Set task: Put the records, from their first line up to and including the line with "234, 119, 524, 170", into a Markdown table with the columns "Row" and "Line", numbering each line and leaving out blank lines.

(Photo labels and their boxes)

* begin *

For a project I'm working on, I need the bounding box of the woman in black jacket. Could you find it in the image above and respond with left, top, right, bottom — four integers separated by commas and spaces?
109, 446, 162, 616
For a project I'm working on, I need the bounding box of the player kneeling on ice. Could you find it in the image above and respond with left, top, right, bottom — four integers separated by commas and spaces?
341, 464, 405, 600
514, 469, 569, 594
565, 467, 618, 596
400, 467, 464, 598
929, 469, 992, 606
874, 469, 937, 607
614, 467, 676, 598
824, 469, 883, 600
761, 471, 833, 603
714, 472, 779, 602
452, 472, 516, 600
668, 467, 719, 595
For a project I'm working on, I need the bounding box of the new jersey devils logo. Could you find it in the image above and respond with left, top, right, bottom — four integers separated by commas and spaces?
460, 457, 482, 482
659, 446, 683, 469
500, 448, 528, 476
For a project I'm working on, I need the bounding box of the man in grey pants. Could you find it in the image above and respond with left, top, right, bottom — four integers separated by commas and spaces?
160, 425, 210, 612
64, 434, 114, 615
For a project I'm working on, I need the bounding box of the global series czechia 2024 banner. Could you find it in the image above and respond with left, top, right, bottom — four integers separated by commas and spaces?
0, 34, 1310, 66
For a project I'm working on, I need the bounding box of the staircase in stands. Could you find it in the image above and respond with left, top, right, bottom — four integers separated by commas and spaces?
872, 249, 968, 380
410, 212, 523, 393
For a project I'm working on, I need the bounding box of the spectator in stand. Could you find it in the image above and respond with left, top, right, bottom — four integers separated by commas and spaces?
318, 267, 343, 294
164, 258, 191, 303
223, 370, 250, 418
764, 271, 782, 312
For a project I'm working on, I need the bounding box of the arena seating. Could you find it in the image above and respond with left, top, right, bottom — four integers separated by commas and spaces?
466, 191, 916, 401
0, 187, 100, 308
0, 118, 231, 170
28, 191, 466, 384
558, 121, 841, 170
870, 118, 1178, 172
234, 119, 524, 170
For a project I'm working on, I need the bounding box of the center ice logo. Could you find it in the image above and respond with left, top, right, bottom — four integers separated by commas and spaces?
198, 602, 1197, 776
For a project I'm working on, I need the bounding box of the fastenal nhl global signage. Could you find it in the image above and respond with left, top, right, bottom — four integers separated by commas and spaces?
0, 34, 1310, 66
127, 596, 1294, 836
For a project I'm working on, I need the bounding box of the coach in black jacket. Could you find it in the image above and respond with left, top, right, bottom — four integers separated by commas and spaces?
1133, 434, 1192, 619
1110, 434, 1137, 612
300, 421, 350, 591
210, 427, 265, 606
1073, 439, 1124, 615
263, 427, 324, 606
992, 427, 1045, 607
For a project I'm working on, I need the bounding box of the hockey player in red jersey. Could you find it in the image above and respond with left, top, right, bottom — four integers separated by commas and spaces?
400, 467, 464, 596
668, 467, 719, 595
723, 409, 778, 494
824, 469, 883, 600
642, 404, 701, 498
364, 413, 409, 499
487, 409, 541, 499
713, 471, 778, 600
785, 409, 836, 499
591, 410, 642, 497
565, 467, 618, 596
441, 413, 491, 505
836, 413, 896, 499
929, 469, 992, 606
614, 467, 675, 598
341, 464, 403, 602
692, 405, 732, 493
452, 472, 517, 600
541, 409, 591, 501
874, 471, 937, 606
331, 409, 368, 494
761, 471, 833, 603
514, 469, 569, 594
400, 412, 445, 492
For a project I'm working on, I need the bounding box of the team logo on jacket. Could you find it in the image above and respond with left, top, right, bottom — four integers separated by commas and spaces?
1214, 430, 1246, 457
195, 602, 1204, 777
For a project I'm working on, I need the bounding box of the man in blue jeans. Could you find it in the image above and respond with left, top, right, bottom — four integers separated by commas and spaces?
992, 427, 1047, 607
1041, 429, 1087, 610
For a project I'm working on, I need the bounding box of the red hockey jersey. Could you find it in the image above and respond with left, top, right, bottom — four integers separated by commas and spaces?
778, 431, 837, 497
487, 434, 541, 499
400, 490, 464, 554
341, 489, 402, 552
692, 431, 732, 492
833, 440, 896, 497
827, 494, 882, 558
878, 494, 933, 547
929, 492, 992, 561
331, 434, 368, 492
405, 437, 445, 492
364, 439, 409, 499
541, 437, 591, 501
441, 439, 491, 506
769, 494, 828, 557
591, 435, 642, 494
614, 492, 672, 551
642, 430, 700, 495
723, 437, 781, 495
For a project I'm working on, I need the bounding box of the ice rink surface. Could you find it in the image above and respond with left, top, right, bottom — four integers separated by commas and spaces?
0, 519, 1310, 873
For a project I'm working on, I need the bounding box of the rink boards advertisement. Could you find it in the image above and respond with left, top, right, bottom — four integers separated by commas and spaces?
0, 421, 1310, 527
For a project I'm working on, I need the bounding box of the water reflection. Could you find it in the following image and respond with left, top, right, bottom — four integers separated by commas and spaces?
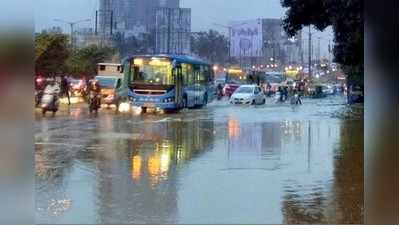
92, 121, 214, 223
35, 104, 363, 224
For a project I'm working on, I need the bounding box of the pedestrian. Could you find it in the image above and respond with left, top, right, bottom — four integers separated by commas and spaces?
60, 75, 71, 105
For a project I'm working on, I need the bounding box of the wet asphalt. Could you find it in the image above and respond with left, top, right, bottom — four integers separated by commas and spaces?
34, 96, 364, 224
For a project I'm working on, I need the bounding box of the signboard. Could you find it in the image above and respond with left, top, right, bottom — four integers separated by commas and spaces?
155, 8, 191, 54
229, 19, 263, 57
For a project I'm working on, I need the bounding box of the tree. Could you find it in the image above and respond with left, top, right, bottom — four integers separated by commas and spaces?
67, 45, 115, 77
281, 0, 364, 83
35, 33, 70, 76
191, 30, 229, 63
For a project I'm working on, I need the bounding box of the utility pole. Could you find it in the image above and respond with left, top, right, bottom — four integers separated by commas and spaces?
317, 37, 321, 64
54, 19, 91, 49
328, 40, 332, 64
308, 25, 312, 78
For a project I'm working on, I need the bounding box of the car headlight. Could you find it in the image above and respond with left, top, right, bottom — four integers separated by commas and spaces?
163, 97, 175, 103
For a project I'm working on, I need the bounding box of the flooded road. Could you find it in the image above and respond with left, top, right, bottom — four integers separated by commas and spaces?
35, 97, 363, 224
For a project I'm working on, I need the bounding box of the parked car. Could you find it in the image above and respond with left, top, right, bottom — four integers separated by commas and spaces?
223, 80, 241, 98
230, 85, 266, 105
95, 76, 122, 106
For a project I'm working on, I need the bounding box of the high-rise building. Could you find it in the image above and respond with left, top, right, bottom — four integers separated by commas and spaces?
133, 0, 180, 31
98, 0, 180, 34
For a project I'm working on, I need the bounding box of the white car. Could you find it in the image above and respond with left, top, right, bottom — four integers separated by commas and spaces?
230, 85, 266, 105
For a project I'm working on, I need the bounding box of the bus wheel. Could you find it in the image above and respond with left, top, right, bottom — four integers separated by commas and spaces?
204, 94, 208, 106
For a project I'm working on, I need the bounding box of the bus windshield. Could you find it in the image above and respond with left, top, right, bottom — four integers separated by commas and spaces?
132, 57, 174, 85
96, 77, 116, 88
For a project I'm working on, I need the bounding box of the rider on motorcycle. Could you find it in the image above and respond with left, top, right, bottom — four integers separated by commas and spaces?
44, 78, 60, 102
217, 83, 223, 99
88, 80, 101, 107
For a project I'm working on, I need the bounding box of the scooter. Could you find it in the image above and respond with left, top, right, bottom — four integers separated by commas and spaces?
274, 91, 286, 103
89, 91, 101, 114
217, 90, 223, 101
41, 92, 60, 116
35, 90, 44, 107
291, 94, 301, 105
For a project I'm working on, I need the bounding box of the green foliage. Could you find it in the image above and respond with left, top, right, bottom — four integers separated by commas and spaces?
191, 30, 229, 63
35, 33, 70, 76
281, 0, 364, 79
67, 45, 115, 77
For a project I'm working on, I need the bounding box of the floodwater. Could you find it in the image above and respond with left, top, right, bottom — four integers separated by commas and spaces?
35, 97, 364, 224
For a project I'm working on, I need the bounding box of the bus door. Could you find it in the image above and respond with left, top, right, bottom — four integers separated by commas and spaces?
193, 65, 204, 105
173, 63, 183, 107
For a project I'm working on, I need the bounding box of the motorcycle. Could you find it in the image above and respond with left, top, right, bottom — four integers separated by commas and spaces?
41, 92, 60, 116
217, 90, 223, 101
274, 91, 286, 103
89, 91, 101, 113
291, 94, 301, 105
35, 90, 44, 107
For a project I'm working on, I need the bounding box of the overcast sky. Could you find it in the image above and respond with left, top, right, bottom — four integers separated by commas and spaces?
34, 0, 331, 55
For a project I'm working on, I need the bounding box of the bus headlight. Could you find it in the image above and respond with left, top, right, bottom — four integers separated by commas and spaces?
163, 97, 175, 103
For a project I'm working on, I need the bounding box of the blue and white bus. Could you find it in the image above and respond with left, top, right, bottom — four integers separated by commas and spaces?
123, 55, 215, 112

* end *

Completed exercise:
| Row | Line |
|---|---|
| 1 | For a project I'm working on, I need the bounding box of the woman in black jacket. Could you find it in the image above and respond with left, top, right, bottom — four integers separated by commas and spaces? |
| 2 | 109, 446, 162, 616 |
| 3 | For a project I'm working on, I need the bounding box of the player kneeling on ice. Could you find it in the image above and respond with left, top, right, bottom — four integers separated by commas and spaces? |
| 4 | 341, 464, 405, 600 |
| 5 | 514, 469, 569, 594 |
| 6 | 565, 467, 618, 596 |
| 7 | 400, 467, 464, 598 |
| 8 | 929, 469, 992, 606 |
| 9 | 874, 469, 937, 607 |
| 10 | 614, 467, 676, 598 |
| 11 | 824, 469, 883, 600 |
| 12 | 761, 471, 833, 603 |
| 13 | 714, 472, 779, 602 |
| 14 | 452, 472, 516, 600 |
| 15 | 668, 467, 719, 595 |
| 16 | For a project I'm working on, I need the bounding box of the new jersey devils logo. Could you find it in the image above and respond with left, top, right, bottom — four integers separated by commas and spaces? |
| 17 | 460, 457, 482, 482 |
| 18 | 659, 446, 683, 469 |
| 19 | 500, 448, 528, 476 |
| 20 | For a project I'm working on, I need the bounding box of the man in grey pants. Could you find it in the image above and respond with left, top, right, bottom — four integers separated by commas and spaces? |
| 21 | 160, 425, 210, 612 |
| 22 | 64, 434, 114, 615 |
| 23 | For a project I'm working on, I need the bounding box of the global series czechia 2024 banner. Could you find it in the image above and respond with left, top, right, bottom — four integers separated by commas and spaces? |
| 24 | 0, 34, 1310, 66 |
| 25 | For a project I'm working on, I need the bounding box of the staircase in stands. Could you find it in the image above and respond with left, top, right, bottom — four integers separated by commas and spaces? |
| 26 | 872, 249, 968, 380 |
| 27 | 410, 212, 523, 393 |
| 28 | For a project I'm working on, I need the bounding box of the spectator in stand. Could you find it in the image above and respond with left, top, right, bottom — four integers separated by commas and spaces? |
| 29 | 318, 267, 343, 294 |
| 30 | 164, 258, 191, 303 |
| 31 | 223, 370, 250, 418 |
| 32 | 764, 271, 782, 312 |
| 33 | For a project I'm working on, I need the bounding box of the arena seating. Could you find it in the image above and respond with left, top, right, bottom — four integers separated by commas and spaces? |
| 34 | 466, 191, 916, 401 |
| 35 | 0, 187, 100, 308 |
| 36 | 0, 118, 231, 170 |
| 37 | 28, 191, 466, 384 |
| 38 | 558, 121, 841, 170 |
| 39 | 870, 118, 1178, 172 |
| 40 | 234, 119, 524, 170 |